Try it:
Give the number of lines in the data that contain "screen", and nothing more.

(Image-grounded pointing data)
--

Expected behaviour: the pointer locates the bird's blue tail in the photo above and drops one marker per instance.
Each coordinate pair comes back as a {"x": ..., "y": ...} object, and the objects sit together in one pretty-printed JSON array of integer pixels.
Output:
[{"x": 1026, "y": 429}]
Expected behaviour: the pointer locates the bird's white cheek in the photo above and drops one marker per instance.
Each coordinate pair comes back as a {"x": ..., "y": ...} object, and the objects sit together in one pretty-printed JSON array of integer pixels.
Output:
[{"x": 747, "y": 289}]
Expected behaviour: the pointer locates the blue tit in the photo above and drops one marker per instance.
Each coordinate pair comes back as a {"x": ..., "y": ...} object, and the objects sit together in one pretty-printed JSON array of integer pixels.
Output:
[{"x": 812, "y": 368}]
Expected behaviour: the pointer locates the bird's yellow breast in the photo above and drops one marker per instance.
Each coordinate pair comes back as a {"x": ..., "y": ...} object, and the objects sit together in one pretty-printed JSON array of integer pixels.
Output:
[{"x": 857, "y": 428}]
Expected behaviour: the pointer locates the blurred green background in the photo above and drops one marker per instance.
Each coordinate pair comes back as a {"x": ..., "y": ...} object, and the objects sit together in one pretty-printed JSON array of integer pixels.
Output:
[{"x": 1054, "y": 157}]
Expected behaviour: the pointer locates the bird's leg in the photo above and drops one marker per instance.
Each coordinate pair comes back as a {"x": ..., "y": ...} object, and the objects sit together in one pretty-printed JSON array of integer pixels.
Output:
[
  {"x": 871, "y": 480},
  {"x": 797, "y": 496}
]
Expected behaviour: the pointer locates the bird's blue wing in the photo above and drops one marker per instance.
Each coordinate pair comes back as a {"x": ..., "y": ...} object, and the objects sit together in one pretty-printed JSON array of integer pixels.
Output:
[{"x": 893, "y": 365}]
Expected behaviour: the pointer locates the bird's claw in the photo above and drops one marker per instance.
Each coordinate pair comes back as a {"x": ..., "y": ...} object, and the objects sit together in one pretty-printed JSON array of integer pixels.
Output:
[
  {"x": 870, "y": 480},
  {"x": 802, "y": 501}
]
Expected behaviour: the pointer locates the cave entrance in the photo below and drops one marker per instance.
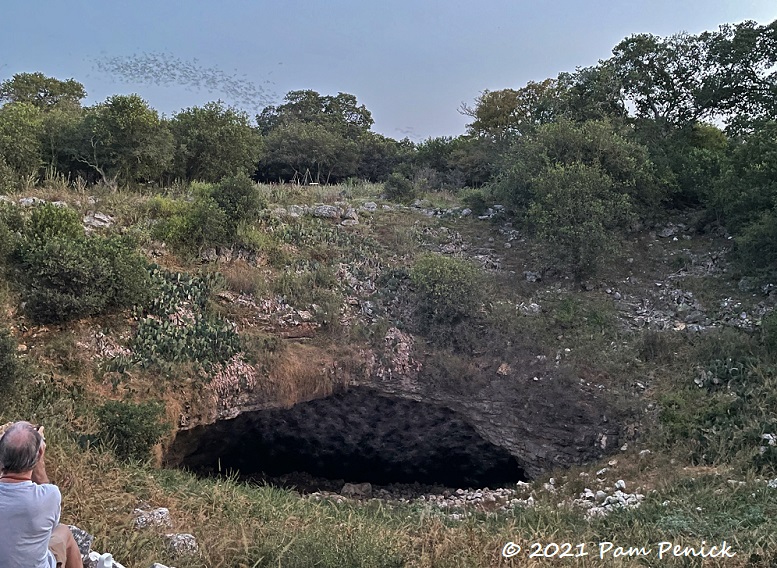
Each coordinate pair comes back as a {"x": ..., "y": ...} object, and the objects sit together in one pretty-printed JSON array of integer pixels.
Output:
[{"x": 355, "y": 436}]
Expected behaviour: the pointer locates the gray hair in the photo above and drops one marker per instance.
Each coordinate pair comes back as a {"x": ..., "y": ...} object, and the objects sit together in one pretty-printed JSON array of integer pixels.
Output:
[{"x": 19, "y": 448}]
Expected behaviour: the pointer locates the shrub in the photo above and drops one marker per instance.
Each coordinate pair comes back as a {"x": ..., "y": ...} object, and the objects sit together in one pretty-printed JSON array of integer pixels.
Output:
[
  {"x": 577, "y": 211},
  {"x": 48, "y": 221},
  {"x": 8, "y": 178},
  {"x": 11, "y": 367},
  {"x": 132, "y": 429},
  {"x": 769, "y": 332},
  {"x": 399, "y": 188},
  {"x": 239, "y": 199},
  {"x": 448, "y": 289},
  {"x": 174, "y": 327},
  {"x": 475, "y": 199},
  {"x": 65, "y": 278},
  {"x": 196, "y": 225}
]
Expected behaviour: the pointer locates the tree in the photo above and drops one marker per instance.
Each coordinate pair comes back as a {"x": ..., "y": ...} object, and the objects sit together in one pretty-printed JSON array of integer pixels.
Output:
[
  {"x": 577, "y": 209},
  {"x": 20, "y": 138},
  {"x": 745, "y": 56},
  {"x": 308, "y": 151},
  {"x": 596, "y": 144},
  {"x": 509, "y": 112},
  {"x": 341, "y": 113},
  {"x": 214, "y": 141},
  {"x": 728, "y": 75},
  {"x": 41, "y": 91},
  {"x": 124, "y": 139}
]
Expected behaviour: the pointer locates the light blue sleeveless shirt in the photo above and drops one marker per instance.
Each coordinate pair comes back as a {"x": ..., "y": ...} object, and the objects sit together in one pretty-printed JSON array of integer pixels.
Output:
[{"x": 28, "y": 514}]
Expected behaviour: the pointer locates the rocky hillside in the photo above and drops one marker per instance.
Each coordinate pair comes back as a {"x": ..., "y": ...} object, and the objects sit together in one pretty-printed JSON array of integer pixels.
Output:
[{"x": 361, "y": 352}]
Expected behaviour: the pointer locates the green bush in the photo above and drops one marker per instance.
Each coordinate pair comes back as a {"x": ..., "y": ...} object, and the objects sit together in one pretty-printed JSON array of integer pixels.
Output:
[
  {"x": 11, "y": 367},
  {"x": 195, "y": 226},
  {"x": 577, "y": 210},
  {"x": 756, "y": 245},
  {"x": 64, "y": 277},
  {"x": 399, "y": 188},
  {"x": 448, "y": 289},
  {"x": 48, "y": 221},
  {"x": 174, "y": 326},
  {"x": 132, "y": 429},
  {"x": 9, "y": 181},
  {"x": 769, "y": 332},
  {"x": 475, "y": 199},
  {"x": 10, "y": 223}
]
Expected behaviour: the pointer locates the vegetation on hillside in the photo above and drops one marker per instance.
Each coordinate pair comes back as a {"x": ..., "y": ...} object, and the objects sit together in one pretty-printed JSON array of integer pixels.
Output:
[{"x": 217, "y": 270}]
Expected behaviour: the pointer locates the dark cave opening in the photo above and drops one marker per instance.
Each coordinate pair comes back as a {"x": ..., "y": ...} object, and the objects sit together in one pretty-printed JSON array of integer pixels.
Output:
[{"x": 356, "y": 436}]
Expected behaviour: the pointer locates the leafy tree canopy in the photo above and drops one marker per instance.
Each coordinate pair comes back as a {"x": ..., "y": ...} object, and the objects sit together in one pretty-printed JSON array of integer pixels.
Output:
[
  {"x": 214, "y": 141},
  {"x": 341, "y": 113},
  {"x": 124, "y": 139},
  {"x": 41, "y": 91}
]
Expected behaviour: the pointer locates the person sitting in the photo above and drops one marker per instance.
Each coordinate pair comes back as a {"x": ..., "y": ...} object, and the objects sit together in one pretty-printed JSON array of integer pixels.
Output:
[{"x": 30, "y": 533}]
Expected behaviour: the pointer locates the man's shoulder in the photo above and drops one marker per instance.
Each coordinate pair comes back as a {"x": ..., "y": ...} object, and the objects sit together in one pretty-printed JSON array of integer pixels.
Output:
[{"x": 49, "y": 490}]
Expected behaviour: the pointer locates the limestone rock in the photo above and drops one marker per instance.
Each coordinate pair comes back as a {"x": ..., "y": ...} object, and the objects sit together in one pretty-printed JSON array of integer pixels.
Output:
[
  {"x": 350, "y": 213},
  {"x": 30, "y": 201},
  {"x": 326, "y": 211},
  {"x": 98, "y": 220},
  {"x": 83, "y": 539},
  {"x": 182, "y": 544},
  {"x": 159, "y": 517},
  {"x": 357, "y": 490}
]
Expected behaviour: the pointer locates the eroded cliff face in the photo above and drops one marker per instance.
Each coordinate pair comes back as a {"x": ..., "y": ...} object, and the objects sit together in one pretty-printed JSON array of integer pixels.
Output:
[{"x": 379, "y": 418}]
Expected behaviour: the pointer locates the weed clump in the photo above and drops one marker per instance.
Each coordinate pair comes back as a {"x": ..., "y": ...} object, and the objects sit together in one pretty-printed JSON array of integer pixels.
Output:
[
  {"x": 131, "y": 429},
  {"x": 65, "y": 274},
  {"x": 448, "y": 290}
]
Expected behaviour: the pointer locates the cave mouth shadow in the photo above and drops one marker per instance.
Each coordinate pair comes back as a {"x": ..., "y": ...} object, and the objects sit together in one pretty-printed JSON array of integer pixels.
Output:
[{"x": 354, "y": 436}]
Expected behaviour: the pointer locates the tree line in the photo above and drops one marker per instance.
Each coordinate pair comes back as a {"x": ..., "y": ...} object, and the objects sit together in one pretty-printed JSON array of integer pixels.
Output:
[{"x": 684, "y": 122}]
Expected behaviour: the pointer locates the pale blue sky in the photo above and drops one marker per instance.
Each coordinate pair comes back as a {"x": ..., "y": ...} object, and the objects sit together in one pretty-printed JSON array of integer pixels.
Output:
[{"x": 412, "y": 62}]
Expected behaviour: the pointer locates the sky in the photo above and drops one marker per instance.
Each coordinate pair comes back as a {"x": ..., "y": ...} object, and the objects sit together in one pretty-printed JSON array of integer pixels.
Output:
[{"x": 412, "y": 63}]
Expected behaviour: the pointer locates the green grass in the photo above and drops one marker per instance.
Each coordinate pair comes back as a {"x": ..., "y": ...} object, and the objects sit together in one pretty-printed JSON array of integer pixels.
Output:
[{"x": 700, "y": 438}]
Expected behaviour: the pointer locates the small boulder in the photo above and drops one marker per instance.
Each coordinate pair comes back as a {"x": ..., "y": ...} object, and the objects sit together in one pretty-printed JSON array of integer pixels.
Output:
[
  {"x": 296, "y": 211},
  {"x": 159, "y": 517},
  {"x": 30, "y": 201},
  {"x": 98, "y": 220},
  {"x": 182, "y": 544},
  {"x": 83, "y": 539},
  {"x": 357, "y": 490},
  {"x": 326, "y": 211}
]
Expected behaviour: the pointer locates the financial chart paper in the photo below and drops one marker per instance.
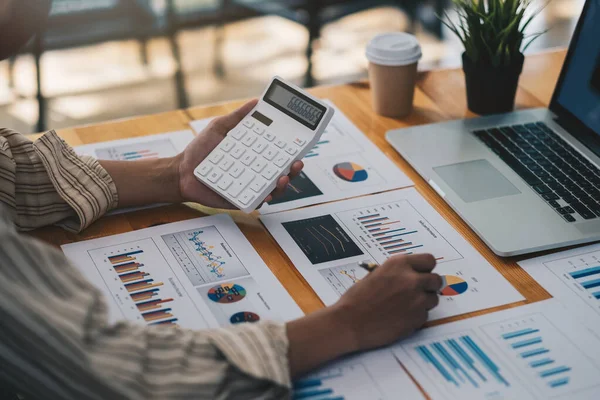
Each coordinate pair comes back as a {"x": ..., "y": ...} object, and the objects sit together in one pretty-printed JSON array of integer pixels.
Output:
[{"x": 327, "y": 242}]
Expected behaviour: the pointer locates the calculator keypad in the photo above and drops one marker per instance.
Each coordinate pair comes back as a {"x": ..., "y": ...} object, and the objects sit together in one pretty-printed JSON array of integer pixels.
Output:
[{"x": 247, "y": 160}]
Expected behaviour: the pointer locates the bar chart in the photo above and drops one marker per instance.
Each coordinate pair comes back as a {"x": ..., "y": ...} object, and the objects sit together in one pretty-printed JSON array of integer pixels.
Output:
[
  {"x": 204, "y": 255},
  {"x": 347, "y": 382},
  {"x": 343, "y": 277},
  {"x": 545, "y": 356},
  {"x": 398, "y": 228},
  {"x": 581, "y": 274},
  {"x": 142, "y": 285},
  {"x": 138, "y": 151}
]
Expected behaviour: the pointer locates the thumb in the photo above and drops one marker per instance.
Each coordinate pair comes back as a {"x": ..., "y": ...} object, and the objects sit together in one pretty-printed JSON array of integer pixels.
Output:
[{"x": 224, "y": 124}]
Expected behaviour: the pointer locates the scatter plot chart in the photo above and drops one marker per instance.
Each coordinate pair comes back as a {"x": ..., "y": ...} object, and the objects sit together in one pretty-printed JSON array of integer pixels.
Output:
[{"x": 204, "y": 255}]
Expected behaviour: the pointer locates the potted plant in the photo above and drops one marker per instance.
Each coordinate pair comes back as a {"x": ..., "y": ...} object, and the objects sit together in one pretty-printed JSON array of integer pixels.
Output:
[{"x": 492, "y": 32}]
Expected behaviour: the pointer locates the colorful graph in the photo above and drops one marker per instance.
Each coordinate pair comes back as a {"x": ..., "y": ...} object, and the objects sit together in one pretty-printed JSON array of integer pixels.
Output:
[
  {"x": 350, "y": 172},
  {"x": 343, "y": 277},
  {"x": 143, "y": 290},
  {"x": 322, "y": 239},
  {"x": 204, "y": 255},
  {"x": 244, "y": 316},
  {"x": 453, "y": 285},
  {"x": 138, "y": 151},
  {"x": 227, "y": 293},
  {"x": 397, "y": 229}
]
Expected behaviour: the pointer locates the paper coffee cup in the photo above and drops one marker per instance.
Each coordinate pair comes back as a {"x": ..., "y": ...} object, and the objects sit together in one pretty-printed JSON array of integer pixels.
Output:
[{"x": 393, "y": 59}]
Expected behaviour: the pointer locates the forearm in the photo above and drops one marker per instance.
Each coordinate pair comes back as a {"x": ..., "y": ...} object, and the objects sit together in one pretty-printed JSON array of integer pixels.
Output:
[
  {"x": 145, "y": 182},
  {"x": 318, "y": 338}
]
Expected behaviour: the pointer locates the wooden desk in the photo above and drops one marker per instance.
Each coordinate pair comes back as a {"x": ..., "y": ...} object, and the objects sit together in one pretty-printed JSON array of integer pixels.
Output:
[{"x": 440, "y": 96}]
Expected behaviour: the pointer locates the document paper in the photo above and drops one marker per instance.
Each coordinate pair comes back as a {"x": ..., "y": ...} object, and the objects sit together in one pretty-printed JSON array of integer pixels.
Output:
[
  {"x": 343, "y": 164},
  {"x": 326, "y": 243},
  {"x": 573, "y": 277},
  {"x": 202, "y": 273},
  {"x": 537, "y": 351}
]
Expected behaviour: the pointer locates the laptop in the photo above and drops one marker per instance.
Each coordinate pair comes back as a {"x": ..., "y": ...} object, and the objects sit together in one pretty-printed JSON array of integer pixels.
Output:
[{"x": 528, "y": 180}]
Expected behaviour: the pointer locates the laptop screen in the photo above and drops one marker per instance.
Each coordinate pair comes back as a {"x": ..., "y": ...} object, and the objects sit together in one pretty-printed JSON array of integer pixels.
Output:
[{"x": 579, "y": 92}]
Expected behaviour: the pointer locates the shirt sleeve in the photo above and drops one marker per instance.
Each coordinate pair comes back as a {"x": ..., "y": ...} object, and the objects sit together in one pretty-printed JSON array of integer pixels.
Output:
[
  {"x": 45, "y": 182},
  {"x": 56, "y": 343}
]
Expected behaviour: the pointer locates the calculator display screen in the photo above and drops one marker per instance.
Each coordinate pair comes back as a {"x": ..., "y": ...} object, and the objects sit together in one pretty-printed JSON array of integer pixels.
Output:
[{"x": 295, "y": 104}]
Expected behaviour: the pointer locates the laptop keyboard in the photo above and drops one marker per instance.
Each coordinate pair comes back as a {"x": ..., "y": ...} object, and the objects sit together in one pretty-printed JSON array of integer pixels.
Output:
[{"x": 568, "y": 182}]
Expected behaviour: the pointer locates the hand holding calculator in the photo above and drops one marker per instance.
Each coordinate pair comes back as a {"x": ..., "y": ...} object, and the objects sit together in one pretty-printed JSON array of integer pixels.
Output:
[{"x": 284, "y": 126}]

--

Your response:
2